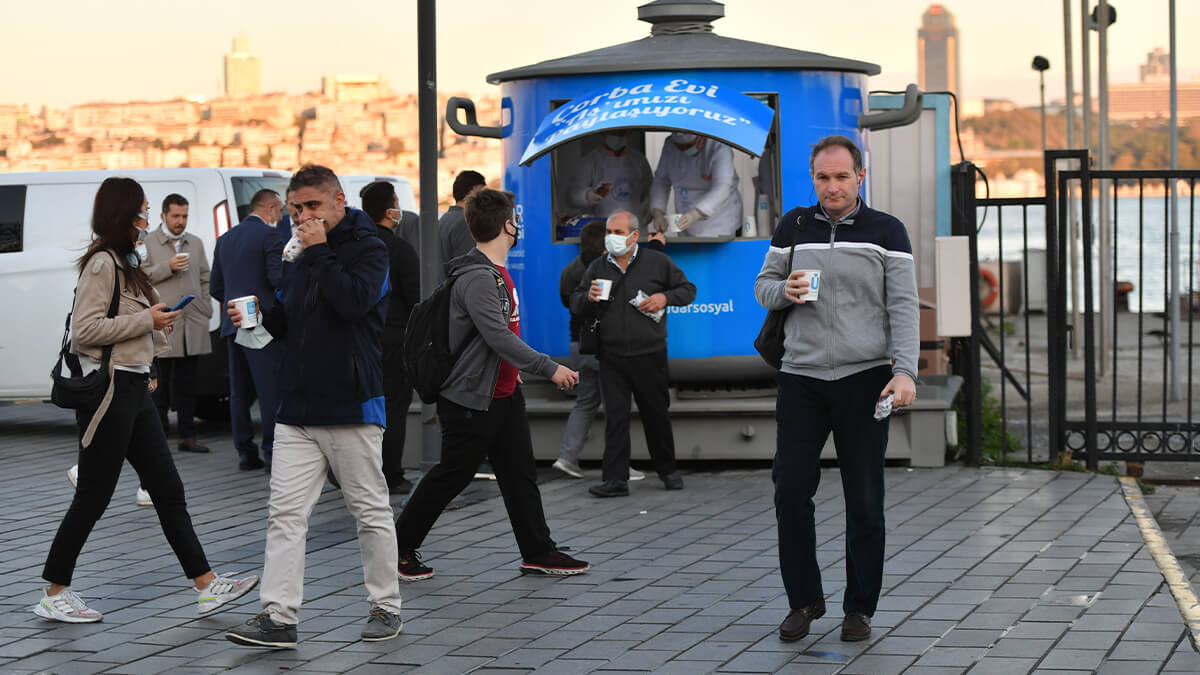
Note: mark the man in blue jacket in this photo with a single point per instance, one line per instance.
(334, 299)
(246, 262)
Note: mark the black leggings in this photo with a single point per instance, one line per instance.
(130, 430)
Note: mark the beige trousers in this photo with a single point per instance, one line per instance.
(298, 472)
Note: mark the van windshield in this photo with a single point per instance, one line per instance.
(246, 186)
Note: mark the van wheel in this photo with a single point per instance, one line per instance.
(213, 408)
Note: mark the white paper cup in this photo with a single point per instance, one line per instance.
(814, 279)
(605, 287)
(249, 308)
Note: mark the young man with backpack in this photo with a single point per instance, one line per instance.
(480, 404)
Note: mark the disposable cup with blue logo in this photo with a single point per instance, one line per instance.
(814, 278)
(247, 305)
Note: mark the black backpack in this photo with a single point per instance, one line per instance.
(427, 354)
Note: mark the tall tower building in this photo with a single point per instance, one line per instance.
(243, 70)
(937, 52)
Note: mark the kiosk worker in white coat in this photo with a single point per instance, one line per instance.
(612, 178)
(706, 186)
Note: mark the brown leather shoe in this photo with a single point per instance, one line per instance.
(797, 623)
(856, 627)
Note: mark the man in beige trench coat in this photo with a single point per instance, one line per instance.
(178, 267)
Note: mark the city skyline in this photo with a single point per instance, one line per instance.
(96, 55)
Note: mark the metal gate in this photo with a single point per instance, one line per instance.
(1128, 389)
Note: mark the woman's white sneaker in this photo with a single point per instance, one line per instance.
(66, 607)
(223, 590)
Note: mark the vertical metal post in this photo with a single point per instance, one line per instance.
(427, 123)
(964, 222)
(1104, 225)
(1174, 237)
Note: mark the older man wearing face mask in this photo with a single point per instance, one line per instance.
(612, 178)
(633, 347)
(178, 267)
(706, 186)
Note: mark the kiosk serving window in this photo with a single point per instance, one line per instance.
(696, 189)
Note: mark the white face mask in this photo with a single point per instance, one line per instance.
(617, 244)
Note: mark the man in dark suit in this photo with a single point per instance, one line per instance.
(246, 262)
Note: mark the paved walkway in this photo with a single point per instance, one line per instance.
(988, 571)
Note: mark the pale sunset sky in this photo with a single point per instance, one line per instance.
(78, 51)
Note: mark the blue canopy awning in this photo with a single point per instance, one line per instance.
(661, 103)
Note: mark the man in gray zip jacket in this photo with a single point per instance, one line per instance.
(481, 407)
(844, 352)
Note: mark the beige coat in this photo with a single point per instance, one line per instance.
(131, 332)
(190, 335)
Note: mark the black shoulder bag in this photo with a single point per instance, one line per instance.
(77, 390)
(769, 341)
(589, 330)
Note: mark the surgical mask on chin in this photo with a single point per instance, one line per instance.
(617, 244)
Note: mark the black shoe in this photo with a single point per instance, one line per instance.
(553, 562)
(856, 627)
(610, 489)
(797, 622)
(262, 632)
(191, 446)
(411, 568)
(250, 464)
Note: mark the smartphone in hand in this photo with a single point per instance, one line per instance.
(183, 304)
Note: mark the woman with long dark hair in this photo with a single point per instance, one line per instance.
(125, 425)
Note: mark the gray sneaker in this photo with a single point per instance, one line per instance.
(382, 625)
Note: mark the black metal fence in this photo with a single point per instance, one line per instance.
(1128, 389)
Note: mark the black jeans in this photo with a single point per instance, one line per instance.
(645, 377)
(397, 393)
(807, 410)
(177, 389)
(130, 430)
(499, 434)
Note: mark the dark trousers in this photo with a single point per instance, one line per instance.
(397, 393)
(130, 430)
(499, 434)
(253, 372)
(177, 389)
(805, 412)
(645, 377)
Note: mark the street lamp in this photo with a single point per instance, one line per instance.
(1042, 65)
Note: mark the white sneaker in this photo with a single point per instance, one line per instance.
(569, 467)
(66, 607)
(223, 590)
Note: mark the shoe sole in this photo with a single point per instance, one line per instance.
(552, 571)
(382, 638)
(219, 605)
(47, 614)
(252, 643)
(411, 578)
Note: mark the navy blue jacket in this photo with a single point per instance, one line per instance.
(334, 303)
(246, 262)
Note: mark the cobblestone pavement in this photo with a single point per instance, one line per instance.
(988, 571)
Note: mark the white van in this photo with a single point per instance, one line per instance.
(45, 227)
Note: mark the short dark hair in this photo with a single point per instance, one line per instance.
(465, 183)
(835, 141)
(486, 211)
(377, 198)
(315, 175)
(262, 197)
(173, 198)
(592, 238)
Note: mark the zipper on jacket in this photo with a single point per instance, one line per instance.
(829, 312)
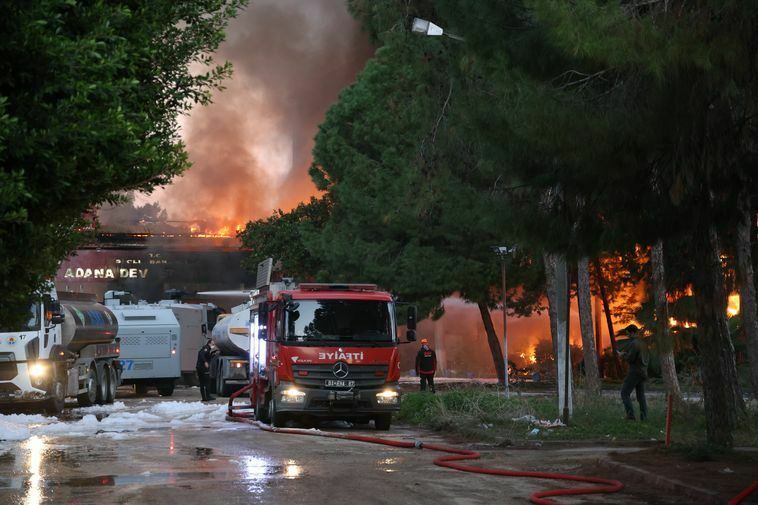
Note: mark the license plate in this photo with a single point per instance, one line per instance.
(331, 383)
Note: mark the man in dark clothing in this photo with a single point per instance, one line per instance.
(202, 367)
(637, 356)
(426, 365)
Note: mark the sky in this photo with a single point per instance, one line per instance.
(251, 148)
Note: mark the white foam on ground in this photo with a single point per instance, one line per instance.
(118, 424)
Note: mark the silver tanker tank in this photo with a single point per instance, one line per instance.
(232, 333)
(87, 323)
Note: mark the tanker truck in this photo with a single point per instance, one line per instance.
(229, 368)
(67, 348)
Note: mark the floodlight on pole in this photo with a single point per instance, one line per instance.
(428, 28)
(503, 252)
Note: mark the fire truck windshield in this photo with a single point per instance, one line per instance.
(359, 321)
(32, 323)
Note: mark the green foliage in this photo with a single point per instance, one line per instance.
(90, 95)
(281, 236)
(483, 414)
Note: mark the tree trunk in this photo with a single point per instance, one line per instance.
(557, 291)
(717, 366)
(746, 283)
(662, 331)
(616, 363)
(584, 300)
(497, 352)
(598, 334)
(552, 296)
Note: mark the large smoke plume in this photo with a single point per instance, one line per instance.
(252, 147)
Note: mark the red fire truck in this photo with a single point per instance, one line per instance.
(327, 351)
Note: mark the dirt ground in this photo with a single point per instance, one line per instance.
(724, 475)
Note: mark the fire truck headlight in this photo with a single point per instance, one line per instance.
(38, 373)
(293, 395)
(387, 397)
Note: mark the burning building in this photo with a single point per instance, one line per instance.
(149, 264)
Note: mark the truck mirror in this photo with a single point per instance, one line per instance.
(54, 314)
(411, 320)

* * *

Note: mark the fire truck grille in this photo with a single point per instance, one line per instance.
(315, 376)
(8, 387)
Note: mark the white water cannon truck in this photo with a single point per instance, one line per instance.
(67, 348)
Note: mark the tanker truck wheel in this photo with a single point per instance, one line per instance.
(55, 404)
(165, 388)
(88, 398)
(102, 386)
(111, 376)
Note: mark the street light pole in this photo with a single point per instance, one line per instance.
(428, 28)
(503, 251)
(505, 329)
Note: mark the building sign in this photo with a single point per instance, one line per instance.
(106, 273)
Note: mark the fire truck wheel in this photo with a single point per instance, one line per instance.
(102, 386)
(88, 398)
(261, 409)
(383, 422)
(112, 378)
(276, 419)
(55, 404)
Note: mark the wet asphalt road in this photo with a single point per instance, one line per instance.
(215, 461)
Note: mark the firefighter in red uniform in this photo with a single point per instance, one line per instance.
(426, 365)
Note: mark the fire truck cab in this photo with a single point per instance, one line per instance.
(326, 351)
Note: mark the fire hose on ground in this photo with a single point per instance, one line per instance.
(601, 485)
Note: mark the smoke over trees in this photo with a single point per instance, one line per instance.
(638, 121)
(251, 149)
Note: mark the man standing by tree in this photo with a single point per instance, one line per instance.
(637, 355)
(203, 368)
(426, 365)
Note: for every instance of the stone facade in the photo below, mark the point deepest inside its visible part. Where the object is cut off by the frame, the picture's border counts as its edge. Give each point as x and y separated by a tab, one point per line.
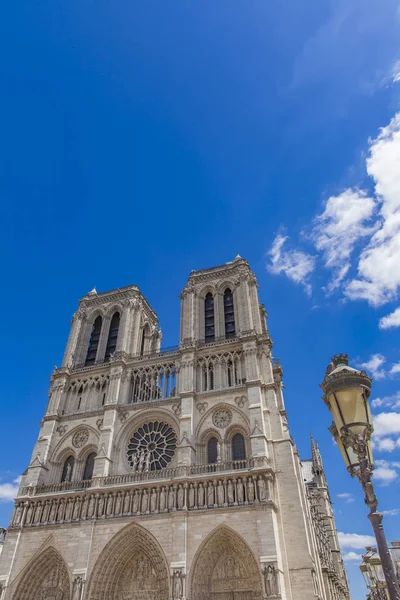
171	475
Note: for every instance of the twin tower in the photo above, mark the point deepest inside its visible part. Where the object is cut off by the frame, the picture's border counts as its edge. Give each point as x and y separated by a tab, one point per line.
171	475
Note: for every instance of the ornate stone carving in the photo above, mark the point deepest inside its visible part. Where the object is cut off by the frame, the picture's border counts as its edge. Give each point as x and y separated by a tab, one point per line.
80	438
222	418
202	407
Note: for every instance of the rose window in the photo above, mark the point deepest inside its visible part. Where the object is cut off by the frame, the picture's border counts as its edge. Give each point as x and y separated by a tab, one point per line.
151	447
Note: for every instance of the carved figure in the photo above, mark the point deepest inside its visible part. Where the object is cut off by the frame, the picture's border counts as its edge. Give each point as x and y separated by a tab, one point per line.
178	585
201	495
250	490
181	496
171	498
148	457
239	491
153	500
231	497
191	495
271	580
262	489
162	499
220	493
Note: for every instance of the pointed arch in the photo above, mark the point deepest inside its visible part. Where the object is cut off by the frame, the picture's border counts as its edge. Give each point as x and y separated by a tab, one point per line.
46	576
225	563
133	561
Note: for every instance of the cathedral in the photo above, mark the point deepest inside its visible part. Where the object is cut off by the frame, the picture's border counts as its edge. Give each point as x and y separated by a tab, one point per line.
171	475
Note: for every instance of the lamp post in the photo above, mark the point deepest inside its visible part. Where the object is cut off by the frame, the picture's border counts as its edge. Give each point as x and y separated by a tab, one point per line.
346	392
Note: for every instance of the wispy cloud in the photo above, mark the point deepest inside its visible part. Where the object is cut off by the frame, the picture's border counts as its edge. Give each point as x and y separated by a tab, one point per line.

• Goal of the exercise
Could you update the data in the stretch from the line containing "Note: for every instance of the ornate" through the line containing "Note: for every instance of the wispy" by replacing "lamp post" with "street lamp" and leaving everything else unchanged? Return only those lines.

• Full solution
Note: for every instance of the ornate stone carving in the photo above, mark the point deepest inside its visible part. Where the object is cut off by the frame, the picture's border counts as its edge. Give each point as x and y separated by a tab, one point per line.
80	438
222	418
202	407
Note: for every instance of the rose window in the photo above, mark the point deepest inside its visible part. Where the object is cut off by the frame, the picture's border counts as its edge. Give each point as x and y separated by a tab, one point per line.
151	447
Note: for every instance of the carved figure in the photo above, mark the point deepest inside its visible part. Where the object is cut off by the frame, the picture's border counts as its edge. Give each point as x and y separated by a tab, one point per line.
178	585
201	495
250	490
181	496
171	498
148	457
239	491
153	500
231	497
191	495
271	580
262	489
162	499
220	493
Note: for every instance of the pointed arch in the photo above, mark the point deepest inside its visible part. Where the object is cut off by the frame, the picture's border counts as its edge. Give each point as x and y separated by a tab, one point per line.
46	576
225	563
133	561
Note: for every instance of the cathedral in the photo above, mark the point deepest inside its visible part. Where the object is cut off by the frame, the picture's border counts as its edge. Give each point as x and y separated by a tab, one point per line.
171	475
Note: for every instance of the street lamp in the photo above, mark the point deepest inside its visible part. Where the object is cut off by the frame, the picture's border counts as its edge. Give each point as x and y separated by a tab, one point per line.
346	392
Note: for every instance of the wispy cloud in the photo above, mark the point deepest inside its visible part. Where the object is cut off by the frame, the picture's border counts as its edge. Give each point as x and y separated by a tab, one point per line.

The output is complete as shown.